Rewrite the records from the line with "Q: Tag one point on each instance of the blue" up to and including the line with "(1254, 463)", and only those lines. Keep the requests unchanged, and scale every answer coordinate by 1.4, rounding to the nearest whole number with halves rounded up.

• **Information given**:
::::::::

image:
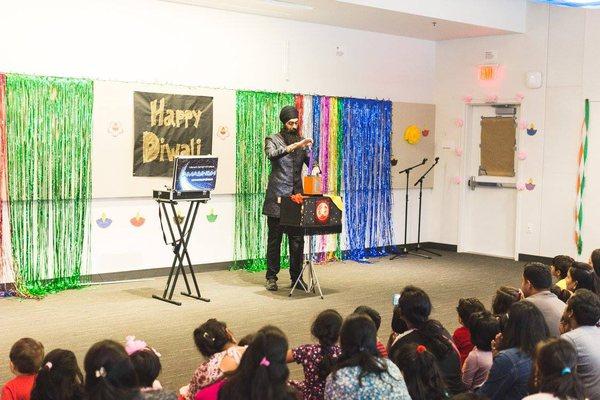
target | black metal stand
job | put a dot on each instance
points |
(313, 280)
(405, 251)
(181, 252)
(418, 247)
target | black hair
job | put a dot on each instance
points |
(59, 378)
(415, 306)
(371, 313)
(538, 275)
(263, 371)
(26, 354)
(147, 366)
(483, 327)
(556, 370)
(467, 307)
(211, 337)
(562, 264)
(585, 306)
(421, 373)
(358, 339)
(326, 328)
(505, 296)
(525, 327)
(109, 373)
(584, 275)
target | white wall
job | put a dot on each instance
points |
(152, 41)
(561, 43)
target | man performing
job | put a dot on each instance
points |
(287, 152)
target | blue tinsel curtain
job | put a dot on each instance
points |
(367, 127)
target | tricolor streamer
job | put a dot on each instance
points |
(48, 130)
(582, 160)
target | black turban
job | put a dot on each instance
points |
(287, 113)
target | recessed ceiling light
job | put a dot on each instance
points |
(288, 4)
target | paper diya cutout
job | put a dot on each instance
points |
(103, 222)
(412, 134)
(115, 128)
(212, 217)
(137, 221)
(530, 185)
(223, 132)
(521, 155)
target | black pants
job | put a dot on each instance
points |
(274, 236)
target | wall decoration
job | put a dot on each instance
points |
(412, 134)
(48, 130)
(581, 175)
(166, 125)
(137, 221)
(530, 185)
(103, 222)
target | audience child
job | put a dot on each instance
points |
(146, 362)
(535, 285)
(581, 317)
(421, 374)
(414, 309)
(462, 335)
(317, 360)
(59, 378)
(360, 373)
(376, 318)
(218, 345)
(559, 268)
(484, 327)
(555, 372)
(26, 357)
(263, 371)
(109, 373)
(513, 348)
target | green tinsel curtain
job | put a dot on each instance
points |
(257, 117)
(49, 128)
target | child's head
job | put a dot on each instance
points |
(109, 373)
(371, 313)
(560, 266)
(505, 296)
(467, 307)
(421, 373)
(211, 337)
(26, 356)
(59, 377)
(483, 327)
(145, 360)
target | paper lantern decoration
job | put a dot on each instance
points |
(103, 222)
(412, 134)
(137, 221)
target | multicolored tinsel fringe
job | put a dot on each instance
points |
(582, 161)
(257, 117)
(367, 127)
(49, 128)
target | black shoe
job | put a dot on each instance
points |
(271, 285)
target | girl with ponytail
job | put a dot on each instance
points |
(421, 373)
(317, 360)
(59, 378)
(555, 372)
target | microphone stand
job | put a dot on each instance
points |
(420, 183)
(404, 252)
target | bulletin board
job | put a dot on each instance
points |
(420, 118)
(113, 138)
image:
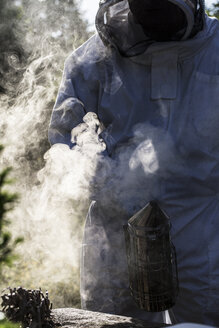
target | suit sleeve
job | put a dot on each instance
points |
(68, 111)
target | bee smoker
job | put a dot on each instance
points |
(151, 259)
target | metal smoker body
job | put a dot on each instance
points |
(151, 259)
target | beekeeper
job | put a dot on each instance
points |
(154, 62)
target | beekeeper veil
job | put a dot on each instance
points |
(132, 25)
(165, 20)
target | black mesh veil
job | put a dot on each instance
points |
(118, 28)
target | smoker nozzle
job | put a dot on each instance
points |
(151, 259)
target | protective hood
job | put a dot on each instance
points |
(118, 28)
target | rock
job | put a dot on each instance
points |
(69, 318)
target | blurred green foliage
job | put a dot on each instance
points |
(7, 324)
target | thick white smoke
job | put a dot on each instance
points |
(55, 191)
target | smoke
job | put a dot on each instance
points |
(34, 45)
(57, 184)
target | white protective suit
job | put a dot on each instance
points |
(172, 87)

::::::::

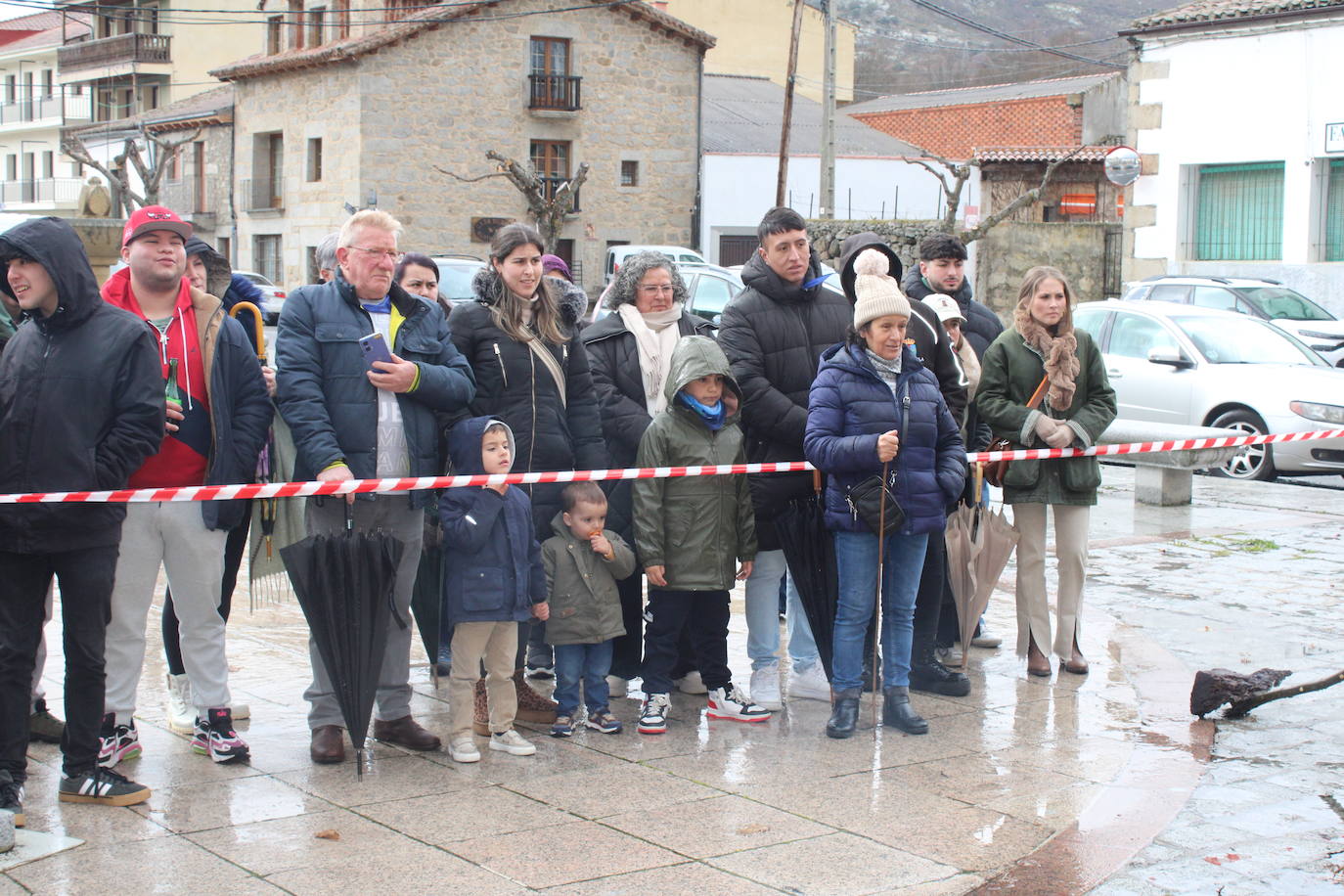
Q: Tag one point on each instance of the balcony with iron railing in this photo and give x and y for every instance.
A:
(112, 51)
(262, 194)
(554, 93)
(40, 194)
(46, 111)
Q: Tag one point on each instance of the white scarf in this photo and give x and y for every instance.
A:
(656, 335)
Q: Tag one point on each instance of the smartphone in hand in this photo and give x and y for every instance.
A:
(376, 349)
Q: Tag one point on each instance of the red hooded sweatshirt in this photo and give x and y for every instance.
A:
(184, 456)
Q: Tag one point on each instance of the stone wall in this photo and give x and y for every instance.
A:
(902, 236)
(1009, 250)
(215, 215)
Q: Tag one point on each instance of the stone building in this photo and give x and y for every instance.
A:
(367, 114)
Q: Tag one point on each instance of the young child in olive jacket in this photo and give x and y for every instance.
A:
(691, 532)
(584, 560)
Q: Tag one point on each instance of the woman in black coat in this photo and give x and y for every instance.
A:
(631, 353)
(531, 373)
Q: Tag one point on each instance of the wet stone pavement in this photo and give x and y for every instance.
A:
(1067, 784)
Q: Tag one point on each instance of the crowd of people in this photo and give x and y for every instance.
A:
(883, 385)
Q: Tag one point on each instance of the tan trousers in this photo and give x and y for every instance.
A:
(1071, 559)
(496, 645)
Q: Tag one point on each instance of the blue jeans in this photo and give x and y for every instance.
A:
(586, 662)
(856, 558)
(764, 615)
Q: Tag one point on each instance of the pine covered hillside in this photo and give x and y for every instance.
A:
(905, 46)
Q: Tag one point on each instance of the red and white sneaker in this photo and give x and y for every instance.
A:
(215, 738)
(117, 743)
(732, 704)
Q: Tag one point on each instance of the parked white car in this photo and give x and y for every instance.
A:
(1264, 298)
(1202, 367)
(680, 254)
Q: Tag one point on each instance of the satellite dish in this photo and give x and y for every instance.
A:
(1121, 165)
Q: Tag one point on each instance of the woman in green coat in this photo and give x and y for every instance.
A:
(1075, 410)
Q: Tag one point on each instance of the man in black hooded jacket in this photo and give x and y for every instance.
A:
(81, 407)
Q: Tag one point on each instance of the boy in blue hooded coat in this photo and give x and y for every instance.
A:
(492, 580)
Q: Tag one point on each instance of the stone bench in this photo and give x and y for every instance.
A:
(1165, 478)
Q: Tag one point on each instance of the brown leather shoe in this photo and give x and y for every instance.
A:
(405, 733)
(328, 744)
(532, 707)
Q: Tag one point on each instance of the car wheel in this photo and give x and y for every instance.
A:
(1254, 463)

::::::::

• **Result below**:
Q: Tag one point on each instance of the blue jeans in this photo and give x and y for every instance.
A:
(820, 927)
(1198, 781)
(1070, 861)
Q: Tag one point on each instance of the pine covered hillside in this photo and give x and y for every instance.
A:
(1267, 64)
Q: Tag one point on each instance of the red and white sneaker in this photo and give x and y for every instance.
A:
(301, 1033)
(164, 1040)
(1025, 986)
Q: Tag one point on each instance of the parked white car in this photo and give x and y for every instance.
A:
(1770, 417)
(1683, 514)
(952, 356)
Q: Tag one point on each instance of the satellite dish in this photo and give x and y for every instance.
A:
(1569, 231)
Q: Tag one point on each instance of the woman in green coat in this photo and give x and y for every instance.
A:
(1505, 574)
Q: Tag one point on each instance of the man in black hooded jacket in this photo and give x and y for every instance.
A:
(113, 570)
Q: Tag one point on each instance of the boy in blue hooded coat in this photo and give x and y for every instance.
A:
(689, 812)
Q: Tag one point on each instance of the stone bench in this photo and give x and y for every instance.
A:
(1631, 669)
Q: Tag one point on each instance of the brown leather shoe in this photo and give x and y for every instance.
A:
(567, 1026)
(459, 1042)
(745, 990)
Q: Tag one point on each instance of the car wheel in this photo and give x and y for every instance.
A:
(1756, 648)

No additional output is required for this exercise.